(Dataset entries)
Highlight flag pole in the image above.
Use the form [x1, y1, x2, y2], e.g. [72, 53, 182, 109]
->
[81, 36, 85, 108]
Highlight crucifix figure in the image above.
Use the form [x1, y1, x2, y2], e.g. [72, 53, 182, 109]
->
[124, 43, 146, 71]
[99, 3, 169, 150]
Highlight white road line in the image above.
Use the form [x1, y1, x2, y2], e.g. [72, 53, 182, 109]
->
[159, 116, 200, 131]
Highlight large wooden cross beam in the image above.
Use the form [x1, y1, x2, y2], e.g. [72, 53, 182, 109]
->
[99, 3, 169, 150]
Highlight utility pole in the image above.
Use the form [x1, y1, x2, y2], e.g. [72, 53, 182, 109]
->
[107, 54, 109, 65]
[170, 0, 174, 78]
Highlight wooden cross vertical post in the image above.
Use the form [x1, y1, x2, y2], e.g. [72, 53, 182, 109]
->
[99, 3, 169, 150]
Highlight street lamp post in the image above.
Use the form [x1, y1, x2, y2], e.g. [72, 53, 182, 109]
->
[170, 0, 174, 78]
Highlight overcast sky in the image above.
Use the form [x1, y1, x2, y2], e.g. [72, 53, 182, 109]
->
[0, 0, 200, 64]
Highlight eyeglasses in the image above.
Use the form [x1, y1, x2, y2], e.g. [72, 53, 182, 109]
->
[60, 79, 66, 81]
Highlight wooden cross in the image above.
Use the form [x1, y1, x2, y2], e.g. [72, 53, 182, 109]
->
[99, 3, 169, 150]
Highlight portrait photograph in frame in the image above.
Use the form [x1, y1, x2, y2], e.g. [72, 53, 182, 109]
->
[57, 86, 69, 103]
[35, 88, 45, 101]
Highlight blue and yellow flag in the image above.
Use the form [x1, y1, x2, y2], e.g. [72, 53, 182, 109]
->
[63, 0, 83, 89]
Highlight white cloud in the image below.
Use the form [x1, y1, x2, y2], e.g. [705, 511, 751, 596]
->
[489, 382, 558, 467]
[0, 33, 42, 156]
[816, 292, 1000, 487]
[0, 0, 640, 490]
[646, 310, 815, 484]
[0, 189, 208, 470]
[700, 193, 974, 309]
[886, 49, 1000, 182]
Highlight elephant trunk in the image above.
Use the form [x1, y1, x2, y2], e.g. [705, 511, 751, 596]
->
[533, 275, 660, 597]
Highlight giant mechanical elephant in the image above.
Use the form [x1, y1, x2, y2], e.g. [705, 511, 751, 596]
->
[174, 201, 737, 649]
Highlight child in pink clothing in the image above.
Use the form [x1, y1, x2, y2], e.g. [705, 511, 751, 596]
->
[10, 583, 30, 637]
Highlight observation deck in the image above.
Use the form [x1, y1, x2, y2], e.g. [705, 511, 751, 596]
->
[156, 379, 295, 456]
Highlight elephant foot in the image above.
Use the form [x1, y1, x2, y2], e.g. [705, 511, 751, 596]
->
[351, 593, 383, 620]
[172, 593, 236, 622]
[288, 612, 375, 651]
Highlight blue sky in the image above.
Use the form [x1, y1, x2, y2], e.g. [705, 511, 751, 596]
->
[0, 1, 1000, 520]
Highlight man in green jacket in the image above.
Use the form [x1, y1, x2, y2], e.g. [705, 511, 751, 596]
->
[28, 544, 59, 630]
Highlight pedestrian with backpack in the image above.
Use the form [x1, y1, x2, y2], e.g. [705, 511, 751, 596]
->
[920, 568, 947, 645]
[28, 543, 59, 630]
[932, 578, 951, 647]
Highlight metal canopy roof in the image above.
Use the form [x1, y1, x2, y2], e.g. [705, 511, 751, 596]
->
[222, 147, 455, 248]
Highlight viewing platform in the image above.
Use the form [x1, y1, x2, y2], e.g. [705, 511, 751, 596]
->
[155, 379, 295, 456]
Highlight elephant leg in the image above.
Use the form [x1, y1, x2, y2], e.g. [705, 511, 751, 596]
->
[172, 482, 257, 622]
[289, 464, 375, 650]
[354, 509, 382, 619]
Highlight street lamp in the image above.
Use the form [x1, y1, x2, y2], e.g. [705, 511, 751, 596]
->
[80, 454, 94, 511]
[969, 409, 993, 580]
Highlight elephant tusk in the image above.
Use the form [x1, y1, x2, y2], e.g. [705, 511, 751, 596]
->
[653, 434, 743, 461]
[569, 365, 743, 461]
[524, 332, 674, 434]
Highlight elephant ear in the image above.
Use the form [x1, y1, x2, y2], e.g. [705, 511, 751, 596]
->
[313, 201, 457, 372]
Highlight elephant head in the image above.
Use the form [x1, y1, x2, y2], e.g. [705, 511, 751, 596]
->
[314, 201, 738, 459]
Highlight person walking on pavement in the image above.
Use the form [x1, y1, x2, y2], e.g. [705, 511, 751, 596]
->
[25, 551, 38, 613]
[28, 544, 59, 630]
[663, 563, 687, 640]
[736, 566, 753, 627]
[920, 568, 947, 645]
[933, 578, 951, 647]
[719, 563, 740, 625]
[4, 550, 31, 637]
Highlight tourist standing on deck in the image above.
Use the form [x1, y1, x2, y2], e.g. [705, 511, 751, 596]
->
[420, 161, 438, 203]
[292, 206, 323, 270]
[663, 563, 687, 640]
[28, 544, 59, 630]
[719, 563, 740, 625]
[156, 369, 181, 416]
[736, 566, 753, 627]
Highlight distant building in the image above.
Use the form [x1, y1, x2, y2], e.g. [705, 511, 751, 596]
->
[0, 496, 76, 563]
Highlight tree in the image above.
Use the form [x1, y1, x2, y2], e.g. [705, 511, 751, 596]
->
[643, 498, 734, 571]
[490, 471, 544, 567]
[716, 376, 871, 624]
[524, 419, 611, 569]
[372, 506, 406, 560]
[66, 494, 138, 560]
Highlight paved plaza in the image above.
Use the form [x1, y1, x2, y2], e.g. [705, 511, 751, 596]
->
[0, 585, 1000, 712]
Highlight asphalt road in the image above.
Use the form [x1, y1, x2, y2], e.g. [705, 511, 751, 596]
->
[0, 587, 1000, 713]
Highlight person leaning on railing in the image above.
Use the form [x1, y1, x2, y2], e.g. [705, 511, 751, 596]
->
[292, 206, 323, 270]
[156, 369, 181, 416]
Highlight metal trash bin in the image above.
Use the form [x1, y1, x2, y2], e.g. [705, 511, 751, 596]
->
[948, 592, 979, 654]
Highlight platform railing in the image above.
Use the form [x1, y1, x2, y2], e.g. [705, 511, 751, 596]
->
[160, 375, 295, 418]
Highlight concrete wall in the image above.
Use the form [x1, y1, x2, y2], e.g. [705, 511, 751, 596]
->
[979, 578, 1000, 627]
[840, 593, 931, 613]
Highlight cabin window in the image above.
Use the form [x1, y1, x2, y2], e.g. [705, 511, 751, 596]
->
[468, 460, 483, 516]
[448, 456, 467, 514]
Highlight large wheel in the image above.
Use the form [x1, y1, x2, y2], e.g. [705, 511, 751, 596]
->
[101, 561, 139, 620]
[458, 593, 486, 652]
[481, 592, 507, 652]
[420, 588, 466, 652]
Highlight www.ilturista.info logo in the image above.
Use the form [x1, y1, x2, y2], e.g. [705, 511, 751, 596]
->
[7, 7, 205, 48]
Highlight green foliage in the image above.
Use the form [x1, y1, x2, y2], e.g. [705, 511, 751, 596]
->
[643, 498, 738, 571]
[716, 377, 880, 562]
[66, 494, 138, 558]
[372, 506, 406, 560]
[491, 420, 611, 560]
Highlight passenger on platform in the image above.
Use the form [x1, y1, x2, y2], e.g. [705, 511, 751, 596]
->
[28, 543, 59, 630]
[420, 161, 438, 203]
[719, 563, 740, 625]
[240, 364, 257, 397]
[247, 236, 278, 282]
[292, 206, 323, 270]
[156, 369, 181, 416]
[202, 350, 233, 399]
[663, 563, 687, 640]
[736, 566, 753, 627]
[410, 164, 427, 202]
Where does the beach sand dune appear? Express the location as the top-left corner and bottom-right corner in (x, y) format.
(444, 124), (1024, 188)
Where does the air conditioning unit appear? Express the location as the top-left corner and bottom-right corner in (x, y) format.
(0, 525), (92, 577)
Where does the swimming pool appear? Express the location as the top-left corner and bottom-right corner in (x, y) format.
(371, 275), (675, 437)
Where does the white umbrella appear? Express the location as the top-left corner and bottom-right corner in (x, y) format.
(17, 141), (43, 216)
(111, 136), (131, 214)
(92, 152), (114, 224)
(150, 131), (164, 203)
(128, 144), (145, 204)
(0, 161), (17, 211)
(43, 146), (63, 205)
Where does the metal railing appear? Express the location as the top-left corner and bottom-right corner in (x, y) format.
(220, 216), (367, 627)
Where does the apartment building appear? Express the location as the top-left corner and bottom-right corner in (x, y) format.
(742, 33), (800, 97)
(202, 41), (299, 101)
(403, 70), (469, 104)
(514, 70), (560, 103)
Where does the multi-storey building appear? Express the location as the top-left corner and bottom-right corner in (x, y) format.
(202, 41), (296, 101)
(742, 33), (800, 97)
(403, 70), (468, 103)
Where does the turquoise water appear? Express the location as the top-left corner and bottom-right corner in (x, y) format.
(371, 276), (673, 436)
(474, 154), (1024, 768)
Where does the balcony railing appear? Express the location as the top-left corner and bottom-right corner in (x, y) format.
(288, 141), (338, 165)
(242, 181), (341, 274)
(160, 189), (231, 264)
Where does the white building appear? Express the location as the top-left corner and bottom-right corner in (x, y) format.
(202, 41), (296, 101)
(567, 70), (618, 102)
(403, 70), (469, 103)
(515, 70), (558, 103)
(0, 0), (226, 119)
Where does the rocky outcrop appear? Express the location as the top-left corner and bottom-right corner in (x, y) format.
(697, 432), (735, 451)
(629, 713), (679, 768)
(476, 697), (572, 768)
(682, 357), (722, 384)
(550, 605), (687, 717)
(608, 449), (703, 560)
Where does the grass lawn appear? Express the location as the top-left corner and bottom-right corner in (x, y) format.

Given task: Can you copy out the data from its very first line through the line containing "[63, 0, 83, 89]", with both of those lines included?

Result:
Highlight flag pole in the image above.
Use the form [x1, y1, x2, y2], e.g. [72, 53, 182, 109]
->
[81, 36, 85, 108]
Highlight crucifix figure in the image above.
Use the form [x1, y1, x2, y2], e.g. [72, 53, 182, 109]
->
[124, 43, 146, 71]
[99, 3, 169, 150]
Highlight white road line in the image above.
Use the form [x1, y1, x2, y2], e.g. [72, 53, 182, 109]
->
[159, 116, 200, 131]
Highlight large wooden cross beam in the image above.
Use the form [x1, y1, x2, y2], e.g. [72, 53, 182, 109]
->
[99, 3, 169, 150]
Highlight utility pole in the image above.
Use the form [x1, y1, x2, y2], e.g. [72, 53, 182, 109]
->
[107, 54, 109, 65]
[170, 0, 174, 78]
Highlight wooden cross vertical post in the image above.
Use the form [x1, y1, x2, y2], e.g. [72, 53, 182, 109]
->
[99, 3, 169, 150]
Highlight street lamp post in the image above.
Use the form [x1, y1, x2, y2], e.g. [72, 53, 182, 109]
->
[170, 0, 174, 78]
Highlight overcast sky in the image above.
Use the form [x1, y1, x2, y2], e.g. [72, 53, 182, 109]
->
[0, 0, 200, 64]
Highlight eyeglasses in the image above.
Use the form [x1, y1, x2, y2], e.g. [72, 53, 182, 109]
->
[60, 79, 66, 81]
Highlight wooden cross in the image above.
Use the form [x1, y1, x2, y2], e.g. [72, 53, 182, 109]
->
[99, 3, 169, 150]
Highlight portrait photograph in frame in the image above.
Use the form [x1, y1, x2, y2], e.g. [72, 53, 182, 109]
->
[57, 86, 69, 103]
[35, 88, 45, 101]
Highlight blue and yellow flag in the image above.
Use the form [x1, y1, x2, y2], e.g. [72, 53, 182, 109]
->
[63, 0, 83, 89]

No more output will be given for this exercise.